Outline annotation lines
○ ○ ○ ○ ○ ○ ○

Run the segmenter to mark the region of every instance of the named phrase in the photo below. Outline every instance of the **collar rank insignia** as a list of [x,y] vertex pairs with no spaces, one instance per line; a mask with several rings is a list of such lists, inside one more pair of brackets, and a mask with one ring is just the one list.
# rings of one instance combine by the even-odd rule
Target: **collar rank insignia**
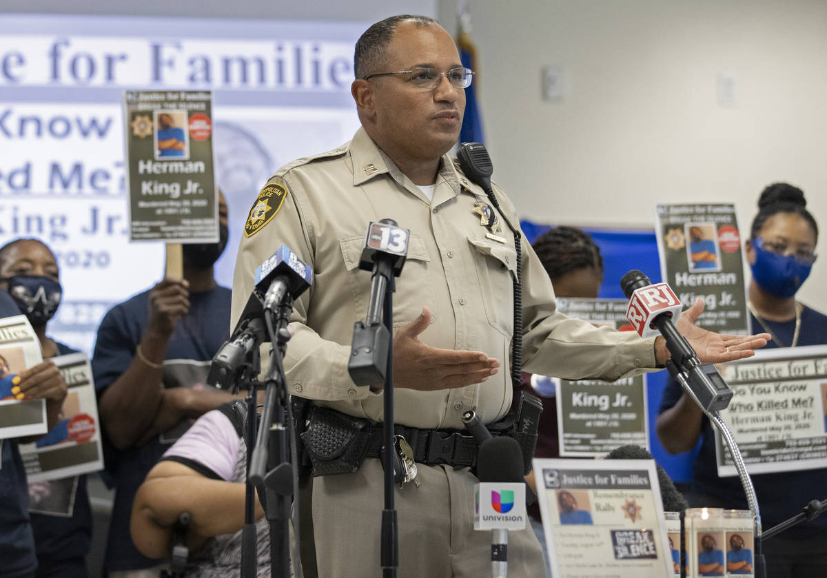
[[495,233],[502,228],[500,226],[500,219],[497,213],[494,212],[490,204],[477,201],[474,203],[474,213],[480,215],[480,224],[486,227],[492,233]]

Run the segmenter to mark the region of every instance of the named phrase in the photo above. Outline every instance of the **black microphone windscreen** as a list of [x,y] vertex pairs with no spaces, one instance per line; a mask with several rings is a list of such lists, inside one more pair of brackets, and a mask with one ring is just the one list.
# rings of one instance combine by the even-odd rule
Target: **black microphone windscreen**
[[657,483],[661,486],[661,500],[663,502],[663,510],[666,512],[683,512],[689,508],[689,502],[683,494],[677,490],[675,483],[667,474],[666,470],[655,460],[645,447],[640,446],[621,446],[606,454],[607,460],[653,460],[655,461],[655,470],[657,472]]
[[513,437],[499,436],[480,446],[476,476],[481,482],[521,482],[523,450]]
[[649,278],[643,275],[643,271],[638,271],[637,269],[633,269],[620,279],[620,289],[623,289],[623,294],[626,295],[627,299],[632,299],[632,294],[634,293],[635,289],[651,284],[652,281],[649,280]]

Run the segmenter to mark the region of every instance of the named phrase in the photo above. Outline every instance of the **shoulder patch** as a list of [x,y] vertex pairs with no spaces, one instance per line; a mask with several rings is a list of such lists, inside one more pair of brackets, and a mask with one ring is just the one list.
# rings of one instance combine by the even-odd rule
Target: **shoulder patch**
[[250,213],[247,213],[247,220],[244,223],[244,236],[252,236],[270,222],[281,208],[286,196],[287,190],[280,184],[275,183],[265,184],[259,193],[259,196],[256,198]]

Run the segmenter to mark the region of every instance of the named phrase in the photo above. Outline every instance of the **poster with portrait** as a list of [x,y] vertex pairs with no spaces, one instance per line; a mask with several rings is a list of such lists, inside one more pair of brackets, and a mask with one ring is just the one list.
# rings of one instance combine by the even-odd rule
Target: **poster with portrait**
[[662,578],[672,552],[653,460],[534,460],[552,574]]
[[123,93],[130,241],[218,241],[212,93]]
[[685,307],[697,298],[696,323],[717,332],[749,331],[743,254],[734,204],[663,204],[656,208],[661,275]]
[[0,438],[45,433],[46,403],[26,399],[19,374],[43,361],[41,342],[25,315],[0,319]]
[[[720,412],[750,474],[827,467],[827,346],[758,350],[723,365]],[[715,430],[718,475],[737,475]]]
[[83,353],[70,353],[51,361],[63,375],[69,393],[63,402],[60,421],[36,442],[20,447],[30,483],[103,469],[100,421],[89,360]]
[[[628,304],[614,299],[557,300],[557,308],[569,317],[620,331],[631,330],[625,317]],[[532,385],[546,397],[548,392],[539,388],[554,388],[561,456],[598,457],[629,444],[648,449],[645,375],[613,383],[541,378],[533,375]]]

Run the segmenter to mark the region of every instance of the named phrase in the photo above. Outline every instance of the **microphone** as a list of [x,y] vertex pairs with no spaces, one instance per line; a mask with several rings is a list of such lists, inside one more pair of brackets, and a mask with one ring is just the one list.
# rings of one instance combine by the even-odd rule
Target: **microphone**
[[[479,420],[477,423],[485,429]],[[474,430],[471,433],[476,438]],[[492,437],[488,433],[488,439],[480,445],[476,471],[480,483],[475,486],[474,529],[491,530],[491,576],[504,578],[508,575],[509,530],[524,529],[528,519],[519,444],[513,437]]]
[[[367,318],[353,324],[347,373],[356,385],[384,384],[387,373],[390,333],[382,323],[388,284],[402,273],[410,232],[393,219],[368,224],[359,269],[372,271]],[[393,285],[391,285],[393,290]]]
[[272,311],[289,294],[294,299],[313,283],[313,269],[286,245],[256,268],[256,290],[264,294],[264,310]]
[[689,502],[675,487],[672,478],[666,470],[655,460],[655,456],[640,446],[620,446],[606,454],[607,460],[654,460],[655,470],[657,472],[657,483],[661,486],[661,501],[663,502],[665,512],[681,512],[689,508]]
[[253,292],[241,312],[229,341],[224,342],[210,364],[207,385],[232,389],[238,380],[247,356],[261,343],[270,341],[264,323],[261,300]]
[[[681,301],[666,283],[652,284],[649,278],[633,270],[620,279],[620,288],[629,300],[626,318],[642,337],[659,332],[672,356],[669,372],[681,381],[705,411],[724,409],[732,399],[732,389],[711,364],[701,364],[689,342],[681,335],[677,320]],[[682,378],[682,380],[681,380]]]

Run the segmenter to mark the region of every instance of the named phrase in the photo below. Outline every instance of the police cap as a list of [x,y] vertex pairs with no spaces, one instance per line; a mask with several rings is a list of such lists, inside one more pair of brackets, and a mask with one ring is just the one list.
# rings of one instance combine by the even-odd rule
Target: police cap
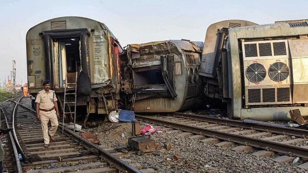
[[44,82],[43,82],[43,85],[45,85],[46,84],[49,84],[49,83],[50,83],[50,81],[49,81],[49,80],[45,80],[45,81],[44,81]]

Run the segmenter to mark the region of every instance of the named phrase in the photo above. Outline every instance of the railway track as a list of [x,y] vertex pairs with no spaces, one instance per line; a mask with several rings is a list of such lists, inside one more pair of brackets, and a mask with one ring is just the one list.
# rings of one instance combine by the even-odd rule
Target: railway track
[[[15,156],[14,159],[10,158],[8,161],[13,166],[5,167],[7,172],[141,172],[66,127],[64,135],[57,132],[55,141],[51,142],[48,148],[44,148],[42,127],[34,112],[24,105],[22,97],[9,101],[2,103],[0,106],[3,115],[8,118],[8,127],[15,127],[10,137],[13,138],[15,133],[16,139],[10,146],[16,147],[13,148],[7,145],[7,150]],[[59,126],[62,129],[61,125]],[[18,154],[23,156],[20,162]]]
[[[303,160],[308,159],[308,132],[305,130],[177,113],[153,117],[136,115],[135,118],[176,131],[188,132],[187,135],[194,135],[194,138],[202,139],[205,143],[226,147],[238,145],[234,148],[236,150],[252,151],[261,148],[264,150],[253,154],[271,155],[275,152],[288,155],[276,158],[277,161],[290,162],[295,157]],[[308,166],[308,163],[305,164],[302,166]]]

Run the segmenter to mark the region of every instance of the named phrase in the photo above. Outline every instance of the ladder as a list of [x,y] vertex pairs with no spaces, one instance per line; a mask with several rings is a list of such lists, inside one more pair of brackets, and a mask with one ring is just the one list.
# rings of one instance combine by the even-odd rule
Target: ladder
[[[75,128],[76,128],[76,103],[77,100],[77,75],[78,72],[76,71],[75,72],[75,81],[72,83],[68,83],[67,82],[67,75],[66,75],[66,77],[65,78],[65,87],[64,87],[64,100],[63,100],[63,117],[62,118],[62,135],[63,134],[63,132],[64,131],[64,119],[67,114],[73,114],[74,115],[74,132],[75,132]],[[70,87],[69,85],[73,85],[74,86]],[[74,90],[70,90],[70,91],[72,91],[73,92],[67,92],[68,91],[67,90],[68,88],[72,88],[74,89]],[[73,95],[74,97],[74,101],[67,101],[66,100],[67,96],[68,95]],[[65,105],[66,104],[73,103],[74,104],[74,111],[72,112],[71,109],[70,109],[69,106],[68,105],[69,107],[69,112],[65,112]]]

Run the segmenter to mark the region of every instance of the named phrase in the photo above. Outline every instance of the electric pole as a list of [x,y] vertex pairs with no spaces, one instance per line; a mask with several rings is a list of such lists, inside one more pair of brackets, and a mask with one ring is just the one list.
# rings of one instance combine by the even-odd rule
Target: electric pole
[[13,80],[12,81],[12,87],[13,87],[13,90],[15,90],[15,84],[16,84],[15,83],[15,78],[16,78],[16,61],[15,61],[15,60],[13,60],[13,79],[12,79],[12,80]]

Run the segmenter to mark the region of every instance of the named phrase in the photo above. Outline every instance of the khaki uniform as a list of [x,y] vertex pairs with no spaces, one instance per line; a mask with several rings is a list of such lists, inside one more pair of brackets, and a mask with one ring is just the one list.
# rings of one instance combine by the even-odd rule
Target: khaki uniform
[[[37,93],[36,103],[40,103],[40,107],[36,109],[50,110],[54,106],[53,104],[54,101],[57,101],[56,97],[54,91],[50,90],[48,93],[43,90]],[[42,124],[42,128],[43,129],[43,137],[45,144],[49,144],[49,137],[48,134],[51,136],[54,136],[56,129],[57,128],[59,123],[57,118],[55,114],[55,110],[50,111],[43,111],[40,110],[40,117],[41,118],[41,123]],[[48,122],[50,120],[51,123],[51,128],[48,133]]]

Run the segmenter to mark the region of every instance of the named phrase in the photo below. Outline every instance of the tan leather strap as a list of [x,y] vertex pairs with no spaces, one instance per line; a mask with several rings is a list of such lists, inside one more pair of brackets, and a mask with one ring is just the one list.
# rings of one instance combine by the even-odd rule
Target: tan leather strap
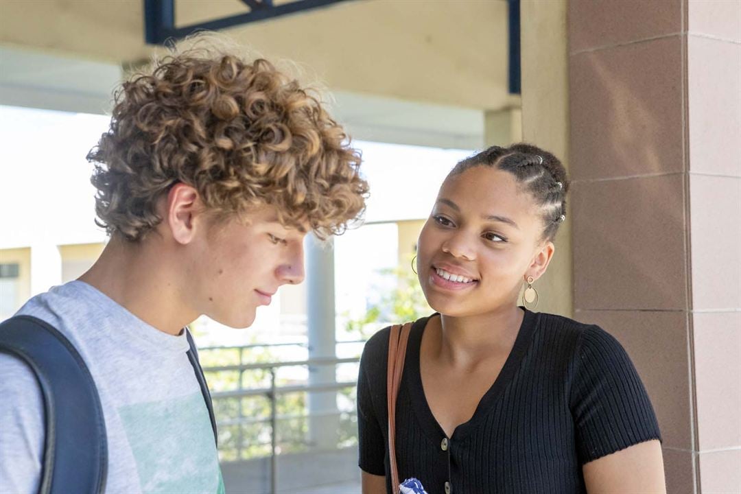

○ ○ ○ ○ ○ ○ ○

Set down, without any change, the lines beginning with the line that contains "of the **poster" and continuing through the line that contains "[[123,93],[130,241],[218,241],[212,93]]", including both of those lines.

* **Finished answer**
Run the segmenter to mark the region of every instance of the named phrase in the photo above. Outline every instance of the **poster with portrait** as a list of [x,y] vertex pairs with no spaces, one instance per line; a mask with several rings is a list of such lists, inside one more pair of brackets, and a mask with one ring is just the one list.
# rings of one instance combine by the even-odd rule
Target: **poster with portrait**
[[662,578],[672,552],[653,460],[534,460],[552,574]]
[[123,93],[130,241],[218,241],[212,93]]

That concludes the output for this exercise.